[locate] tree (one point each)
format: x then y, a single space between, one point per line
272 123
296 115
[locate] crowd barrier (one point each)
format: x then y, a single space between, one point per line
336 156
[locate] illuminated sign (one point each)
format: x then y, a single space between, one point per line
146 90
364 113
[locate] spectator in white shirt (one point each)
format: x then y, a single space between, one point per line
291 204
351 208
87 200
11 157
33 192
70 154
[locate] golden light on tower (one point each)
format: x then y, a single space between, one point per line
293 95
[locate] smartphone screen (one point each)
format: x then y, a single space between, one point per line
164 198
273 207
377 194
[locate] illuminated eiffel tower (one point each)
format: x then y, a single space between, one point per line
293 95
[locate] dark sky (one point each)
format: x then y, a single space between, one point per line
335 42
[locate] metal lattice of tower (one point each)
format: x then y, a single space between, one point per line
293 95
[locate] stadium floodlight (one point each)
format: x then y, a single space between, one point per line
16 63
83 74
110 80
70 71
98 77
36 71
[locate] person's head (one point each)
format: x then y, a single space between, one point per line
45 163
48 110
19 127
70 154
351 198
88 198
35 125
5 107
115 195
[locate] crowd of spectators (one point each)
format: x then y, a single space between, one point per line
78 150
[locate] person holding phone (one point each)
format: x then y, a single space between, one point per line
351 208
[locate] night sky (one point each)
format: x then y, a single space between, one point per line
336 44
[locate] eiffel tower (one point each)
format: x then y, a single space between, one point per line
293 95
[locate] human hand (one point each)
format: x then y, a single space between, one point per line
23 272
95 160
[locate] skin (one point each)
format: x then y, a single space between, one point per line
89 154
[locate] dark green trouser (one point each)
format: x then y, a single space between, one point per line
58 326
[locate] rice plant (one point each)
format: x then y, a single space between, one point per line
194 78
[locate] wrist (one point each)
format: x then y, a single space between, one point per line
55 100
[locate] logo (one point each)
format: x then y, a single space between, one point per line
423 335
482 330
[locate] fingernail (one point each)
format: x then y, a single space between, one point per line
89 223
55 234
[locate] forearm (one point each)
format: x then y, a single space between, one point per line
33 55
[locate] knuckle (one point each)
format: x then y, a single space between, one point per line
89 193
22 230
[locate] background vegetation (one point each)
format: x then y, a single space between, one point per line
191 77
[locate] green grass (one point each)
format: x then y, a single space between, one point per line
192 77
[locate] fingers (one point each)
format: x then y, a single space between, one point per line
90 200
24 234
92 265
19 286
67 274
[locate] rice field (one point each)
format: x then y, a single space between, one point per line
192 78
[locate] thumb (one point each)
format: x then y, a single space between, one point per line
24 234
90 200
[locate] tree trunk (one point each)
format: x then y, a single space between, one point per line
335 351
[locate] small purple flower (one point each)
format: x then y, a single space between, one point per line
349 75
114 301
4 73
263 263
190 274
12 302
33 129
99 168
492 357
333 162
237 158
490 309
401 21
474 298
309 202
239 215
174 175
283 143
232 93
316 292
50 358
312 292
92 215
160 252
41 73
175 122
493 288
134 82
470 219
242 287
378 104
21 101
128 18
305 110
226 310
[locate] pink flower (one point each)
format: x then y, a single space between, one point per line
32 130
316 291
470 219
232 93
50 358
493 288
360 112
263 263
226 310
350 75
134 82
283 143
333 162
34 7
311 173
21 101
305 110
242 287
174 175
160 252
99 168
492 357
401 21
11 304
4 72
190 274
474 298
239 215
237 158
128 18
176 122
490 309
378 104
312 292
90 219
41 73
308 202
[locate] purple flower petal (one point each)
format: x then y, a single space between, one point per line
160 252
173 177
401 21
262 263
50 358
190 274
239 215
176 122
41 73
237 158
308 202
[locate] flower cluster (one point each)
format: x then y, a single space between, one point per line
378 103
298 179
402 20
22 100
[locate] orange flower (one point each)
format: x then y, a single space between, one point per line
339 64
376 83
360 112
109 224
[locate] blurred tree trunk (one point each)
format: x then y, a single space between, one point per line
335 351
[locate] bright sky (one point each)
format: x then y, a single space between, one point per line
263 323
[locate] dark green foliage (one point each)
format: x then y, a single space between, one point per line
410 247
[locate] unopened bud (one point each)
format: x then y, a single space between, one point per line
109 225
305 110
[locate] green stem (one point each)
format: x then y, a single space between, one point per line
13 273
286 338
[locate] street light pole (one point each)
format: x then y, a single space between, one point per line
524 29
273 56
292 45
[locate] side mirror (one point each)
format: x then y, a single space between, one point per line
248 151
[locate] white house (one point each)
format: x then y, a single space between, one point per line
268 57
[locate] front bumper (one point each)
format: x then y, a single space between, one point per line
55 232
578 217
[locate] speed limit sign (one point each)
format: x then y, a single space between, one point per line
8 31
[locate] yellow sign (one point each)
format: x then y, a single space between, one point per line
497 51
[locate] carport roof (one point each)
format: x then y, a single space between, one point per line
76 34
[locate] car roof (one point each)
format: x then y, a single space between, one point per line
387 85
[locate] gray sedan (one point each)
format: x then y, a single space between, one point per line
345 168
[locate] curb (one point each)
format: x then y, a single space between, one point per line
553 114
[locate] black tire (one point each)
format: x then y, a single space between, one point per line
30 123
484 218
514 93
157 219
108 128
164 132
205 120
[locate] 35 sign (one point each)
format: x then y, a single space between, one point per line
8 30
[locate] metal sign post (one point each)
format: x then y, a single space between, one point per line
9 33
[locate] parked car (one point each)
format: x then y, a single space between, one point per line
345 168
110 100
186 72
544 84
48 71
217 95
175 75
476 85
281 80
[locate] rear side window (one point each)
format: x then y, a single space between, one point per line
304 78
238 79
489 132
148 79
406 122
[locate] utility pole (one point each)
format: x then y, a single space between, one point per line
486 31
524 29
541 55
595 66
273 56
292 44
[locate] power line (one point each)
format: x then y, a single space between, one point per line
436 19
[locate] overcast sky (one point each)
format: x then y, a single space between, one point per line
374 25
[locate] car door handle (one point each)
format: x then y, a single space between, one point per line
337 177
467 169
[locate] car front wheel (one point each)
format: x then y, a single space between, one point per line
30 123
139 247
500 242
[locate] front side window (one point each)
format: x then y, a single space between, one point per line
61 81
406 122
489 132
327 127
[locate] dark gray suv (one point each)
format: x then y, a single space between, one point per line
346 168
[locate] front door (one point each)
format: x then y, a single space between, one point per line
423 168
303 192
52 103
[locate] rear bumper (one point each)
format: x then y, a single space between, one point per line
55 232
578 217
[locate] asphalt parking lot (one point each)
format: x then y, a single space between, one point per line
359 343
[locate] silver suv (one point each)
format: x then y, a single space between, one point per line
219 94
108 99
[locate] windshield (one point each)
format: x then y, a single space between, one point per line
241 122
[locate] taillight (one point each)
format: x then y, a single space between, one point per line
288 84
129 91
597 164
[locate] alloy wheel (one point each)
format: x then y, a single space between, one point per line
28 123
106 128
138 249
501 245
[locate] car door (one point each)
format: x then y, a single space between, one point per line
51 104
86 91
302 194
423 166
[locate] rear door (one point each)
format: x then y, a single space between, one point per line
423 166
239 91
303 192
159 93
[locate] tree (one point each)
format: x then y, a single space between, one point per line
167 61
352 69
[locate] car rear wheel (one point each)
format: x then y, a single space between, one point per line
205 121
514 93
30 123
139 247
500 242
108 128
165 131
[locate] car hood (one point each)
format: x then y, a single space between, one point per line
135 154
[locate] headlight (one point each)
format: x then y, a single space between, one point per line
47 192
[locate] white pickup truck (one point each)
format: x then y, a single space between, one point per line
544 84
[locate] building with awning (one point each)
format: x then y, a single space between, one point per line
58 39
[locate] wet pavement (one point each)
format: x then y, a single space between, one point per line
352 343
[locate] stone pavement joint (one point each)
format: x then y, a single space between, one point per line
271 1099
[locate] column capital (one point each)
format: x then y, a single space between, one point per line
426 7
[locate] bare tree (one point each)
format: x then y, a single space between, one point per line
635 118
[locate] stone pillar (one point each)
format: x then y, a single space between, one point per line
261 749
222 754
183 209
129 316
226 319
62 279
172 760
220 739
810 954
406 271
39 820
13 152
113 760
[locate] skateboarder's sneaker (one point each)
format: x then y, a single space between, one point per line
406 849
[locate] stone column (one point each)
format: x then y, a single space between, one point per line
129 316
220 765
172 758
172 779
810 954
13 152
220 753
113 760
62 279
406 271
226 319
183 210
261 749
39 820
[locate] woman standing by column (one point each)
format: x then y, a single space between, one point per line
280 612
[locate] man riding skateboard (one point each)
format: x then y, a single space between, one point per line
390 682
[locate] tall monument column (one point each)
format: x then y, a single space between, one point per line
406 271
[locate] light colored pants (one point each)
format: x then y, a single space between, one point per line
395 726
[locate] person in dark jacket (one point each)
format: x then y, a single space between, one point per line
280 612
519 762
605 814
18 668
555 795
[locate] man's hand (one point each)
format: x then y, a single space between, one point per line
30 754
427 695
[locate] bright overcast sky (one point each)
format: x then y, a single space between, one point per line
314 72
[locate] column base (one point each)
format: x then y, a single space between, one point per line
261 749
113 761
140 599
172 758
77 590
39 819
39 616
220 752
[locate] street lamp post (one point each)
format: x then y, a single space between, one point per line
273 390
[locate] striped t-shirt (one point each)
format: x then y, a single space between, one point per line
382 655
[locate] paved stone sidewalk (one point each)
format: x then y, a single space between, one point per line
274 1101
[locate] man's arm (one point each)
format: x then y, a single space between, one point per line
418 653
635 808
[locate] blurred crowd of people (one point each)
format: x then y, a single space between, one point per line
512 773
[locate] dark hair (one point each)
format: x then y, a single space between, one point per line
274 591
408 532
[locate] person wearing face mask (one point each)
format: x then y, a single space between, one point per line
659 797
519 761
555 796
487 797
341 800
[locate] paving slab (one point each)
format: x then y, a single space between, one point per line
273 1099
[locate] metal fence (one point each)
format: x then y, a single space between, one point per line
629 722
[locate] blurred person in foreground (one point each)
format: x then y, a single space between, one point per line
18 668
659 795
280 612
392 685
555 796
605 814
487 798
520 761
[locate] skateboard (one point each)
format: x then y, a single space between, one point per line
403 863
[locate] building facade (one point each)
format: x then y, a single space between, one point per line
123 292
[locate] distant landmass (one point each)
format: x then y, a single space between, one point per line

**********

WHAT IS ASKED:
Return the lines above, from the one containing "[locate] dark hair (one point each)" to the end, exactly as they stand.

TASK RESULT:
[locate] dark hair (one point each)
format: x then y, a single space between, one point per line
274 591
408 532
[locate] person wearing face mask (one point each)
format: x then y, a single space between, one point per line
659 797
519 761
555 796
487 797
341 800
[locate] paving slab (one point each)
format: x then y, a single space between, one point per line
273 1099
[locate] metal fence (one point each)
format: x then y, a single space between, one point per line
629 722
[locate] blurred person in foreground (one point each)
format: x then y, a single space between, one point per line
18 668
659 795
280 612
392 685
555 796
605 814
487 798
520 761
[locate] skateboard (one point each)
format: x then y, a single space between, one point per line
403 863
[locate] building facade (one point each)
format: x then y, a single space between, one point per line
123 292
[locate] distant landmass (one point each)
format: x then y, a single space between, one point per line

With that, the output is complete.